▶ **WORK INSTRUCTIONS**
Lines before the one containing "Expected: one point per instance of the concrete" are to be left out; reproduce that line and all the rest of the entries exactly.
◆ ◆ ◆ ◆
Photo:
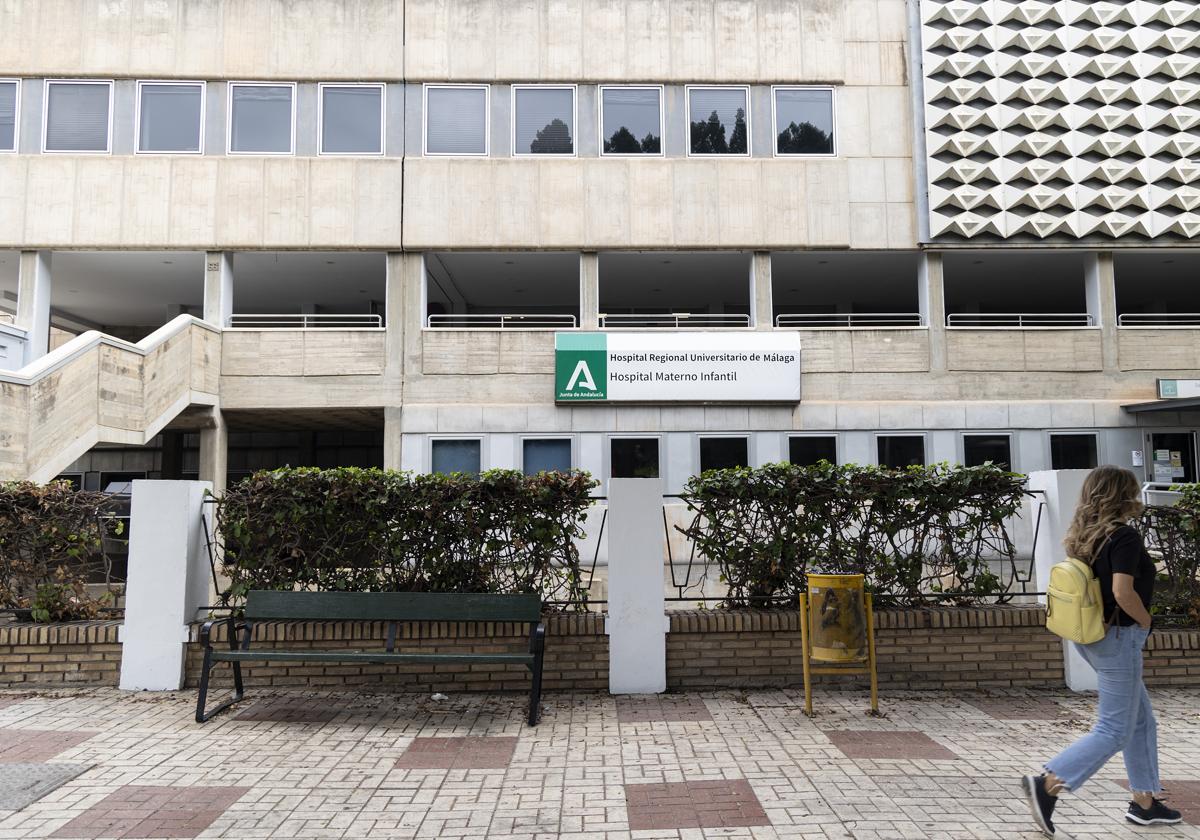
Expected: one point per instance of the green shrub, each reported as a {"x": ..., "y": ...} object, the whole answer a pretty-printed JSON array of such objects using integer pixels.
[
  {"x": 913, "y": 533},
  {"x": 379, "y": 531}
]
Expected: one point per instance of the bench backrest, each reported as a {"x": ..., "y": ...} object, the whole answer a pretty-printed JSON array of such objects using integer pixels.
[{"x": 391, "y": 606}]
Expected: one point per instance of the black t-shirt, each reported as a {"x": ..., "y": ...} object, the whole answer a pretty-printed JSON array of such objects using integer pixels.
[{"x": 1125, "y": 553}]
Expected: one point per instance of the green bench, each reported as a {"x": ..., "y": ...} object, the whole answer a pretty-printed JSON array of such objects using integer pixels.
[{"x": 371, "y": 606}]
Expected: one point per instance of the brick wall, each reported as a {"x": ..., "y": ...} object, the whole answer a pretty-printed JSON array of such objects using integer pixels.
[{"x": 58, "y": 654}]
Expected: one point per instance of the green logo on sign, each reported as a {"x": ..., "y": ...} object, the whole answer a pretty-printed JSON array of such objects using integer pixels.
[{"x": 581, "y": 366}]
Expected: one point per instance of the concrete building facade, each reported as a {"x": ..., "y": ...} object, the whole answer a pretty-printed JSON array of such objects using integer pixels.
[{"x": 340, "y": 232}]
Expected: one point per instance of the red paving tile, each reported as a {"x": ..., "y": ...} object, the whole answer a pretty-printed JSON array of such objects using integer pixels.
[
  {"x": 19, "y": 747},
  {"x": 892, "y": 744},
  {"x": 693, "y": 804},
  {"x": 459, "y": 754},
  {"x": 1182, "y": 795},
  {"x": 153, "y": 811}
]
◆ ◆ ◆ ◆
▶ **SOLUTION TO THIS EXERCISE**
Expected: one point per instance of the concrete building facade, each reported as a {"x": ..., "y": ...} object, the whole answer a pretty-printed JSON array of such objects using integer pixels.
[{"x": 340, "y": 232}]
Expected: one point per instance of the red paving tile, each reported as a {"x": ..., "y": ...} object, the whole answer a pretty-printed JSON array of such objects using integer pixels.
[
  {"x": 19, "y": 747},
  {"x": 892, "y": 744},
  {"x": 693, "y": 804},
  {"x": 459, "y": 754},
  {"x": 1182, "y": 795},
  {"x": 153, "y": 811}
]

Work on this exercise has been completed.